TEXTE À EXAMINER:
-------
Procès en sorcellerie

Il parait qu’en fréquentant des personnes que vous avez estampillées d’extrême droite, et parfois en votant pour elles, ces mauvais juifs « mettent en danger l’ensemble de la nation comme leur propre communauté ». Pour ce qui est de leur communauté, comme vous dites, demandez donc à ceux qui ont quitté la France si c’était par peur des « néo-nazis qui grenouillent autour de Reconquête » ou des « fascistes du GUD » qui, selon vous, sont « au cœur de l’organisation des campagnes du Rassemblement national ». Il reste certainement en France des antisémites à l’ancienne, et dans quelques salons bourgeois, des zozos qui pensent encore que les juifs ne sont pas tout à fait Français (comme l’obscur conférencier de Civitas) mais convenez qu’ils n’ont pas vraiment pignon sur rue et qu’en plus, ils ne cassent pas la figure aux gamins qui portent une kippa. Il est vrai que vous admettez l’existence d’un antisémitisme « islamiste » qui « a contraint des familles juives à déménager de certaines banlieues », ce qui laisse penser qu’il n’est pas si minoritaire que ça. Je ne vous ai pas entendu admonester vos amis quand ils lui font des risettes – pensons aux blagues du Lider maximo insoumis sur les petits fours du CRIF ou de la nouvelle idole de vos camarades de lutte, Médine. Soucieux de montrer qu’il y a des négationnistes juifs, vous évoquez des juifs orthodoxes israéliens qui s’en sont pris à d’autres juifs, en leur criant : « Retournez en Allemagne ou en Pologne, et reprenez le train ! » Chez nous, ce ne sont pas des néo-nazis qui font ce genre de blagues, mais un respectable militant de la CGT qui s’est demandé, sans même chercher à se cacher, si son train, où se trouvait Zemmour, se retrouverait à Auschwitz. Sans doute avez-vous fait part de votre tristesse et de votre colère à Sophie Binet.

Puisque vous avez la bonté de vous soucier de ma boussole morale, je me désole que la vôtre fasse si peu de cas de la vérité. Vous me direz que, quand on incarne le Bien, le Vrai, ce n’est pas si grave. N’empêche, traficoter les propos de ses adversaires, c’est se battre en dessous de la ceinture. Moi j’aime le combat à la loyale.
-------
CONSIGNES:
[1] D'après le texte « Procès en sorcellerie », qui s'est demandé si son train, où se trouvait Zemmour, se retrouverait à Auschwitz ?
[2] Traduisez en anglais cette phrase du texte « Procès en sorcellerie » : « N’empêche, traficoter les propos de ses adversaires, c’est se battre en dessous de la ceinture. »
[3] Dans le texte « Procès en sorcellerie », relevez tel quel le passage qui commence aux mots « Puisque vous avez » et s'arrête après « à la loyale. ».

DONNÉES FOURNIES:
-------
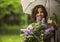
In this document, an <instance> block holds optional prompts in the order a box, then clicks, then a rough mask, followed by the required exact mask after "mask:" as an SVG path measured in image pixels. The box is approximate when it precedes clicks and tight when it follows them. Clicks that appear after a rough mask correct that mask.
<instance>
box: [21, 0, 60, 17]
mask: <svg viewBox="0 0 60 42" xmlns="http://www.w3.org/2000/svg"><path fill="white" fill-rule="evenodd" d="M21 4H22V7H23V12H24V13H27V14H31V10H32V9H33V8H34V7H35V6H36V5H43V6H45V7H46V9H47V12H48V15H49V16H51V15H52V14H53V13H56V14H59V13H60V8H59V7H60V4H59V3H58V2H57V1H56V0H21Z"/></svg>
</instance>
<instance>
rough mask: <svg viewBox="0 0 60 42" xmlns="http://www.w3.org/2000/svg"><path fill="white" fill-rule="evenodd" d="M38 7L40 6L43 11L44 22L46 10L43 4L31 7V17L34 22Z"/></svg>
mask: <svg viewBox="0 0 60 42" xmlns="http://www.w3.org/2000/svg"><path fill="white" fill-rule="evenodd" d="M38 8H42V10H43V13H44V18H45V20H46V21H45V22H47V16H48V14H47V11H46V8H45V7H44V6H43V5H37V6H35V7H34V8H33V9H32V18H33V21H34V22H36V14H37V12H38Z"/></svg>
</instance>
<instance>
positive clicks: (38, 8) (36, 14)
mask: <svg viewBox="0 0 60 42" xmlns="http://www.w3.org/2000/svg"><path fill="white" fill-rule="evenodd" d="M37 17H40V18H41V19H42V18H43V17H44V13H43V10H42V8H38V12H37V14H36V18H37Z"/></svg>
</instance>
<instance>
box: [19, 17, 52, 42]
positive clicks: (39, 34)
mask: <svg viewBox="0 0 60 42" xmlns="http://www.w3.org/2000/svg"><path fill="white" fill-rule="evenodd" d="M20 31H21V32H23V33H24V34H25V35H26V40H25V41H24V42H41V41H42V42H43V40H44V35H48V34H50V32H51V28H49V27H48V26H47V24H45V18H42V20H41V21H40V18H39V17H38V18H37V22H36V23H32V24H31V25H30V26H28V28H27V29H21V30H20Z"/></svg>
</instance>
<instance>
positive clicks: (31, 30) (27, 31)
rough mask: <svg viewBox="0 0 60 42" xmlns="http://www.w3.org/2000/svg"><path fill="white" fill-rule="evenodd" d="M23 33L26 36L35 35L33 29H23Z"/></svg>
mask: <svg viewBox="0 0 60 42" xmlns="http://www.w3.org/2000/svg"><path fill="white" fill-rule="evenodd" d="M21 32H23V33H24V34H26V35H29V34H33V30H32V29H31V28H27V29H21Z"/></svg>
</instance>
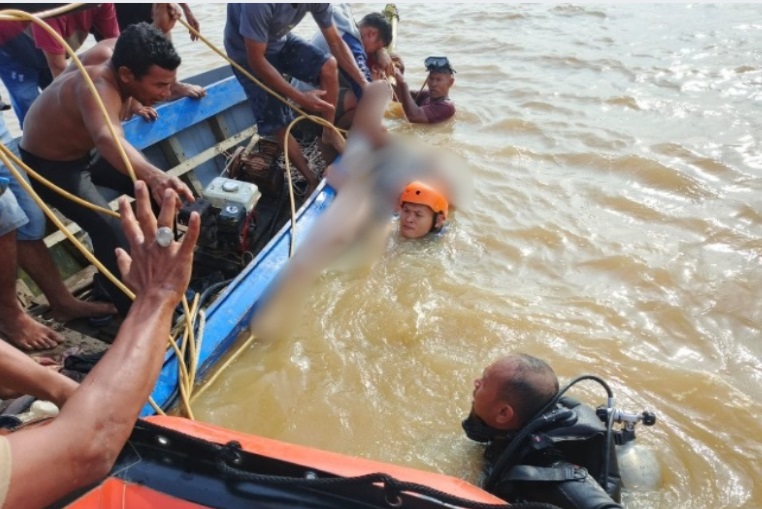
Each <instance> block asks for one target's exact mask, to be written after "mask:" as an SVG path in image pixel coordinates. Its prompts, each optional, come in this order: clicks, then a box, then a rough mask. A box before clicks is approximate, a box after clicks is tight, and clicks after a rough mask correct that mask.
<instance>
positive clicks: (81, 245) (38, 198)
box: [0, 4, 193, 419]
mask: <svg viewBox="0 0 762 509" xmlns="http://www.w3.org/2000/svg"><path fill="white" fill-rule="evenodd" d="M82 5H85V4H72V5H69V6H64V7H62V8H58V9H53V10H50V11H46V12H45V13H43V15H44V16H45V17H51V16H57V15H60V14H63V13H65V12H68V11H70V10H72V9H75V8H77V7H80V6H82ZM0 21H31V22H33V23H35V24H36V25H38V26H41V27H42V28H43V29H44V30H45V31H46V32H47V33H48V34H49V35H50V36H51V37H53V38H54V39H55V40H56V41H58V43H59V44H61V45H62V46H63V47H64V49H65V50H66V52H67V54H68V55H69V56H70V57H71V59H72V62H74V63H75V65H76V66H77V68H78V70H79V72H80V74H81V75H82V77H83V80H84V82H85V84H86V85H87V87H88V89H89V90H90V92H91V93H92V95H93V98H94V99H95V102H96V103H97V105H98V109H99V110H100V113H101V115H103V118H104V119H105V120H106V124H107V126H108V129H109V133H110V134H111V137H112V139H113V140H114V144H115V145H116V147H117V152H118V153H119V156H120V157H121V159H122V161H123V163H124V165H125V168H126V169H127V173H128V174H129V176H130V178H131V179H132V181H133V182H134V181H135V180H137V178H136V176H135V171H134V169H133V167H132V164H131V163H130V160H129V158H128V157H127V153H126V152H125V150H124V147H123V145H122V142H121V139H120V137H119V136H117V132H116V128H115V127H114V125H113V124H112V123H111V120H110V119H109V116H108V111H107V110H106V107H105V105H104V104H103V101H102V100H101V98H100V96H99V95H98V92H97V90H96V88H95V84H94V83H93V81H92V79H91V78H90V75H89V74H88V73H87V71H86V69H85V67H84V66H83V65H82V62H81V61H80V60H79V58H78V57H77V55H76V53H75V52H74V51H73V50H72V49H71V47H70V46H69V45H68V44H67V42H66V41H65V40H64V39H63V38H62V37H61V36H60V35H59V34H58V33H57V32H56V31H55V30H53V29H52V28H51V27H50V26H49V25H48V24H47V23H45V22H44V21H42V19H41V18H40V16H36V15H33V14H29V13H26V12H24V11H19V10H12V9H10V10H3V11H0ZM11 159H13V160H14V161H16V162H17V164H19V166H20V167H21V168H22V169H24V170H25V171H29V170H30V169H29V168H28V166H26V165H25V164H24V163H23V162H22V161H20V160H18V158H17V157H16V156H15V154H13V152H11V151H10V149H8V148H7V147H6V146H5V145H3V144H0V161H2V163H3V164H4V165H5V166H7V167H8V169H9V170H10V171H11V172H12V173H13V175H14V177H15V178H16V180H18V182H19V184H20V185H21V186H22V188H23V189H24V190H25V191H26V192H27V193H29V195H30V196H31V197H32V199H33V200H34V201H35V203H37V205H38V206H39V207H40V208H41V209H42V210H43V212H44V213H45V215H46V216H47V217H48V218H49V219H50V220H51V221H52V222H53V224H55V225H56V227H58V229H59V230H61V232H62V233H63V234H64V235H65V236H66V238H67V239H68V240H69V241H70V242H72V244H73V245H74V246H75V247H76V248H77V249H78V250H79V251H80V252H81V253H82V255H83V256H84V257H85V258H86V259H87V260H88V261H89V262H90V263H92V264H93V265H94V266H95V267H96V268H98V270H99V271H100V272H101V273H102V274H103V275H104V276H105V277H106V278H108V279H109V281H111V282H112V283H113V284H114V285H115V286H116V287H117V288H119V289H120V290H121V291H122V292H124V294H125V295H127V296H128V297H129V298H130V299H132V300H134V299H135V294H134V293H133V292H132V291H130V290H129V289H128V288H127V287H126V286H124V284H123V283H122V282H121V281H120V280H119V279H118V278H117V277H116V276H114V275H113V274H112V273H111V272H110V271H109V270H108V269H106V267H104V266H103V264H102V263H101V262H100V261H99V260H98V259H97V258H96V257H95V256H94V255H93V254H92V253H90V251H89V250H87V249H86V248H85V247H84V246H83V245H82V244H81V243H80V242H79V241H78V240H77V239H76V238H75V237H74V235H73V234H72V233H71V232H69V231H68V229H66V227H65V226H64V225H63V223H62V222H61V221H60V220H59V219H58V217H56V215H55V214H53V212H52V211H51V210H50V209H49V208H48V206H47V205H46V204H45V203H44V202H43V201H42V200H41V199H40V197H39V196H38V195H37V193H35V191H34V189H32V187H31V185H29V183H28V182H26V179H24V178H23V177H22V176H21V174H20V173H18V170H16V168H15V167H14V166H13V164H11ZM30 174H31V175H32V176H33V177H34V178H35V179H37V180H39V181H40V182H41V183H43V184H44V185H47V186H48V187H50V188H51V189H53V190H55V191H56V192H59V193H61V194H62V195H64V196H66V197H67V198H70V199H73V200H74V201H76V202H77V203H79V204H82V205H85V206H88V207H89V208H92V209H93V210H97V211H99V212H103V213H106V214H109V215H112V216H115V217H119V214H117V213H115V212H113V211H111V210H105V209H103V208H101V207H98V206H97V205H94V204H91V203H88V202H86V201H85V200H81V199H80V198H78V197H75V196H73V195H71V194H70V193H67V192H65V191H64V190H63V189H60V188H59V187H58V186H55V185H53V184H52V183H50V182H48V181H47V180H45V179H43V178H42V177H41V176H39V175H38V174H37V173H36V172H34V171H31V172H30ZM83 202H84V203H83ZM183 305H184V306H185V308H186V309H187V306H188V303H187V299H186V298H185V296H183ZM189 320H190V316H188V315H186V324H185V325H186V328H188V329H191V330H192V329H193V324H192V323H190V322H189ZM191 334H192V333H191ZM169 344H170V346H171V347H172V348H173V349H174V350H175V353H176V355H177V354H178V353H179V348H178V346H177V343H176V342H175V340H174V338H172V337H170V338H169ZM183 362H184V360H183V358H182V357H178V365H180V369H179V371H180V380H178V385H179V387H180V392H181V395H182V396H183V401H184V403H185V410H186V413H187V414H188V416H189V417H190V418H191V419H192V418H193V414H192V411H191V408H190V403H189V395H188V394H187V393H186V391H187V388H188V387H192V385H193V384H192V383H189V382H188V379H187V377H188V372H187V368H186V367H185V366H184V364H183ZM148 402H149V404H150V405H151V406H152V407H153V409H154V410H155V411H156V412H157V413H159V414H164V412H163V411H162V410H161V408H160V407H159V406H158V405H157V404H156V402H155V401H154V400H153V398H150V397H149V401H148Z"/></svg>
-------
RÉPONSES:
[1] Un militant de la CGT.

[2] All the same, doctoring your opponents' words is fighting below the belt.

[3]
Puisque vous avez la bonté de vous soucier de ma boussole morale, je me désole que la vôtre fasse si peu de cas de la vérité. Vous me direz que, quand on incarne le Bien, le Vrai, ce n’est pas si grave. N’empêche, traficoter les propos de ses adversaires, c’est se battre en dessous de la ceinture. Moi j’aime le combat à la loyale.